Wednesday, March 2, 2016

My Dance

“Yes, I try to find common ground with everyone so that I might bring them to Christ.” I Cor. 9: 22b

Yesterday I visited a new Somali family of eight who live in low income housing. It was grand central station for other Somalis in the community to drop in and make themselves at home. An elderly lady walked in. “Who is that?” I asked. “She is my hooyo(mother),” Fatima said. “Well, not my hooyo but she is like my hooyo.” She made herself comfortable lying down on a large cushion on the floor. A frustrated twenty year old man also walked in. I discovered Mohammed was not really a brother but lives in the same building. The apartment and food were communal and the talking was loud.

Visits like this take place many times a week. I hear interesting stories from my friends who come from Somalia, Ethiopia, Afghanistan, Iraq, Libya or Kurdistan. My friends are dressed in their cultural attire, lounging in their homes like they do in the East, with satellite programs from their countries often on the TV screen. Often our conversation is interrupted with a call from a family member overseas. Everything stops momentarily for me and I wait. One time I visited a Somali woman in Emergency where she had many phone calls from Nairobi during our wait in the hospital. Those phone calls seemed to be just the "medicine" she needed! When I visit them in their homes Eastern music is played. The smell of curries or doro wat cooking are tantalizing. Sometimes incense is burning. A wonderful spread of their particular cuisine is served. Occasionally I find myself eating with fingers rather than silverware. In certain homes I sit on the floor propped up by cushions. Conversations will revolve around family back home, politics, tragic events like bombings or about relatives living in insecure transit situations.  I can feel like I am living across the ocean but actually I have not left my homeland. I am in the West but ministering among people from the East.

> Recorded information:
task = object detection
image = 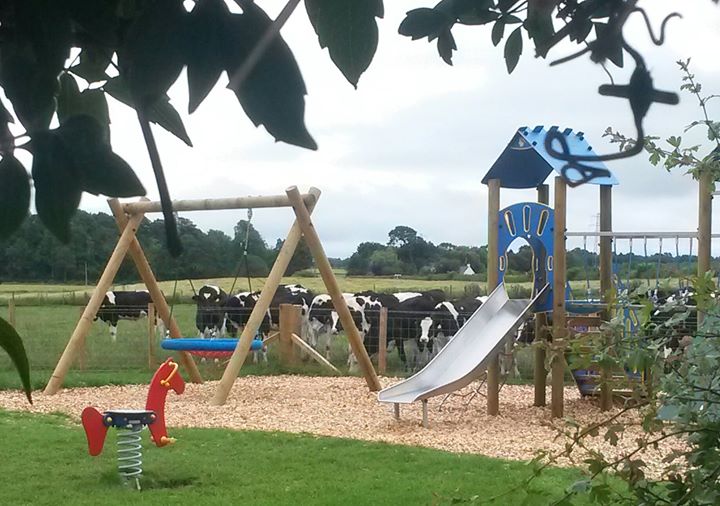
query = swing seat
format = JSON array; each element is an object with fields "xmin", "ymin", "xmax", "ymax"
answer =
[
  {"xmin": 565, "ymin": 299, "xmax": 603, "ymax": 314},
  {"xmin": 160, "ymin": 337, "xmax": 263, "ymax": 358}
]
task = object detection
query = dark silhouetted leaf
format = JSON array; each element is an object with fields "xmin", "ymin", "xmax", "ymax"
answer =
[
  {"xmin": 0, "ymin": 155, "xmax": 30, "ymax": 239},
  {"xmin": 118, "ymin": 0, "xmax": 187, "ymax": 106},
  {"xmin": 452, "ymin": 0, "xmax": 500, "ymax": 25},
  {"xmin": 55, "ymin": 115, "xmax": 145, "ymax": 197},
  {"xmin": 305, "ymin": 0, "xmax": 383, "ymax": 87},
  {"xmin": 0, "ymin": 41, "xmax": 58, "ymax": 132},
  {"xmin": 490, "ymin": 18, "xmax": 505, "ymax": 47},
  {"xmin": 438, "ymin": 30, "xmax": 457, "ymax": 65},
  {"xmin": 63, "ymin": 0, "xmax": 119, "ymax": 47},
  {"xmin": 398, "ymin": 7, "xmax": 454, "ymax": 41},
  {"xmin": 524, "ymin": 2, "xmax": 556, "ymax": 58},
  {"xmin": 70, "ymin": 46, "xmax": 112, "ymax": 83},
  {"xmin": 505, "ymin": 26, "xmax": 522, "ymax": 74},
  {"xmin": 57, "ymin": 73, "xmax": 110, "ymax": 137},
  {"xmin": 498, "ymin": 0, "xmax": 520, "ymax": 12},
  {"xmin": 0, "ymin": 318, "xmax": 32, "ymax": 404},
  {"xmin": 0, "ymin": 100, "xmax": 15, "ymax": 155},
  {"xmin": 103, "ymin": 76, "xmax": 192, "ymax": 146},
  {"xmin": 187, "ymin": 0, "xmax": 230, "ymax": 113},
  {"xmin": 590, "ymin": 23, "xmax": 623, "ymax": 68},
  {"xmin": 29, "ymin": 131, "xmax": 82, "ymax": 243},
  {"xmin": 226, "ymin": 6, "xmax": 317, "ymax": 149},
  {"xmin": 568, "ymin": 18, "xmax": 593, "ymax": 42}
]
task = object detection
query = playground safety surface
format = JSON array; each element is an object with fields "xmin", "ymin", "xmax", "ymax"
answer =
[{"xmin": 0, "ymin": 376, "xmax": 682, "ymax": 478}]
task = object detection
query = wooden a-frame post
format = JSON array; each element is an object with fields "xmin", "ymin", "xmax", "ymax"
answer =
[
  {"xmin": 44, "ymin": 199, "xmax": 202, "ymax": 395},
  {"xmin": 211, "ymin": 186, "xmax": 380, "ymax": 406}
]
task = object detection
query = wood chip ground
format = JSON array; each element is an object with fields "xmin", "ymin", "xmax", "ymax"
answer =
[{"xmin": 0, "ymin": 376, "xmax": 680, "ymax": 476}]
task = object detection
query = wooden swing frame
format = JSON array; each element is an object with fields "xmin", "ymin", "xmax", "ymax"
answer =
[{"xmin": 45, "ymin": 186, "xmax": 380, "ymax": 405}]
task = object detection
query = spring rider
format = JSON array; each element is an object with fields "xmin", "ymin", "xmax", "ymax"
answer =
[{"xmin": 81, "ymin": 358, "xmax": 185, "ymax": 490}]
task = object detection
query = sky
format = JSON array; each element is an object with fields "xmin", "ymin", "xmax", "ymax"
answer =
[{"xmin": 67, "ymin": 0, "xmax": 720, "ymax": 257}]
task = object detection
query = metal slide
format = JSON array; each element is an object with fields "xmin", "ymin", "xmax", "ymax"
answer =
[{"xmin": 378, "ymin": 283, "xmax": 548, "ymax": 404}]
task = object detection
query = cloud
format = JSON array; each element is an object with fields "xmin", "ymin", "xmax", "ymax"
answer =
[{"xmin": 77, "ymin": 0, "xmax": 720, "ymax": 256}]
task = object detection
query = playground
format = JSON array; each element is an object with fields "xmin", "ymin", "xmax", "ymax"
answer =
[
  {"xmin": 0, "ymin": 127, "xmax": 711, "ymax": 502},
  {"xmin": 0, "ymin": 376, "xmax": 678, "ymax": 478}
]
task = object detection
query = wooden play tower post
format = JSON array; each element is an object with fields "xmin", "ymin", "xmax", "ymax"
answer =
[
  {"xmin": 45, "ymin": 186, "xmax": 380, "ymax": 405},
  {"xmin": 551, "ymin": 176, "xmax": 567, "ymax": 418},
  {"xmin": 533, "ymin": 184, "xmax": 550, "ymax": 407},
  {"xmin": 487, "ymin": 179, "xmax": 500, "ymax": 416},
  {"xmin": 697, "ymin": 172, "xmax": 713, "ymax": 325},
  {"xmin": 600, "ymin": 185, "xmax": 613, "ymax": 411}
]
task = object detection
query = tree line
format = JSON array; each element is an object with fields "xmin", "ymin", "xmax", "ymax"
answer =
[
  {"xmin": 0, "ymin": 211, "xmax": 312, "ymax": 284},
  {"xmin": 0, "ymin": 211, "xmax": 697, "ymax": 284},
  {"xmin": 342, "ymin": 225, "xmax": 697, "ymax": 281}
]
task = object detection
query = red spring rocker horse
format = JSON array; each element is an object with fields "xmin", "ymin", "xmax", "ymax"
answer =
[{"xmin": 81, "ymin": 358, "xmax": 185, "ymax": 490}]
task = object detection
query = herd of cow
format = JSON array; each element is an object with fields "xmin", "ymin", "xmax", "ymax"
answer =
[
  {"xmin": 97, "ymin": 284, "xmax": 500, "ymax": 371},
  {"xmin": 96, "ymin": 284, "xmax": 694, "ymax": 372}
]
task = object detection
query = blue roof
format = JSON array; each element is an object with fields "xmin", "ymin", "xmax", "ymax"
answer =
[{"xmin": 482, "ymin": 125, "xmax": 618, "ymax": 188}]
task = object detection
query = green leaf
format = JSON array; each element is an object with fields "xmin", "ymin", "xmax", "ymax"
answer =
[
  {"xmin": 305, "ymin": 0, "xmax": 383, "ymax": 87},
  {"xmin": 57, "ymin": 73, "xmax": 110, "ymax": 138},
  {"xmin": 103, "ymin": 76, "xmax": 192, "ymax": 147},
  {"xmin": 55, "ymin": 115, "xmax": 146, "ymax": 198},
  {"xmin": 657, "ymin": 404, "xmax": 680, "ymax": 421},
  {"xmin": 118, "ymin": 0, "xmax": 187, "ymax": 107},
  {"xmin": 524, "ymin": 2, "xmax": 557, "ymax": 58},
  {"xmin": 0, "ymin": 318, "xmax": 32, "ymax": 404},
  {"xmin": 490, "ymin": 18, "xmax": 505, "ymax": 47},
  {"xmin": 505, "ymin": 26, "xmax": 522, "ymax": 74},
  {"xmin": 0, "ymin": 100, "xmax": 15, "ymax": 154},
  {"xmin": 568, "ymin": 479, "xmax": 592, "ymax": 494},
  {"xmin": 0, "ymin": 155, "xmax": 30, "ymax": 239},
  {"xmin": 70, "ymin": 46, "xmax": 112, "ymax": 83},
  {"xmin": 225, "ymin": 6, "xmax": 317, "ymax": 149},
  {"xmin": 0, "ymin": 41, "xmax": 58, "ymax": 132},
  {"xmin": 187, "ymin": 0, "xmax": 230, "ymax": 113},
  {"xmin": 63, "ymin": 0, "xmax": 120, "ymax": 47},
  {"xmin": 28, "ymin": 131, "xmax": 82, "ymax": 243},
  {"xmin": 438, "ymin": 30, "xmax": 457, "ymax": 65}
]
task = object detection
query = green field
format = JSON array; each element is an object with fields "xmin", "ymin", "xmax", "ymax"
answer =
[
  {"xmin": 0, "ymin": 273, "xmax": 679, "ymax": 306},
  {"xmin": 0, "ymin": 411, "xmax": 612, "ymax": 506}
]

> Task instructions:
(A) List the places that the post about visiting immigrant families names as the homelands of the writer's friends.
(B) Continue the post about visiting immigrant families from where it stops.

> Answers by item:
(A) Somalia, Ethiopia, Afghanistan, Iraq, Libya, Kurdistan

(B)
Then comes Sunday and I go to church...it could just as well be any given church. The congregation does not reflect the same people whom I have been hanging out with all week. I dance between the east and the west every week and have been doing so for decades in Canada. It is a difficult dance to learn. When I lived in Pakistan I lived in the east and mixed with eastern people, took on eastern dress, ate their food, and spoke their language. Sunday was the same as the rest of the week. But not here in  my homeland. Every day I live in two worlds - the east and the west. I might even change my clothes a few times in one day. For the conservative Muslim home I might wear a long skirt and top with sleeves. Then I visit my Caucasian friend and will wear my "not so conservative clothes." I also dance between moving from visits in a low income home to a high class home in any given day, or from someone who has never gone to school to one who has a doctorate. Or one might be a liberal Muslim while another a fundamentalist. Over time I have learned how to dance this dance. It has not been easy to learn. I hope my book and blog will help you learn this dance.  It was so much easier in Pakistan. Some of you ministering in the west are learning to dance this dance and are finding it cumbersome and psychologically taxing. Don’t give up. It will get easier. If we read the Gospels carefully we will see Jesus did quite the dance, too, between moving among the religious fundamentalists and the liberals, the poor and the rich, the Gentiles and the Jews. He danced between heaven and earth.  Finding common ground often entails a delicate dance. 

Dear heavenly Father, please help some of Your workers who need encouragement with moving between east and west constantly. Equip them for this unique dance. In Jesus’ name, Amen.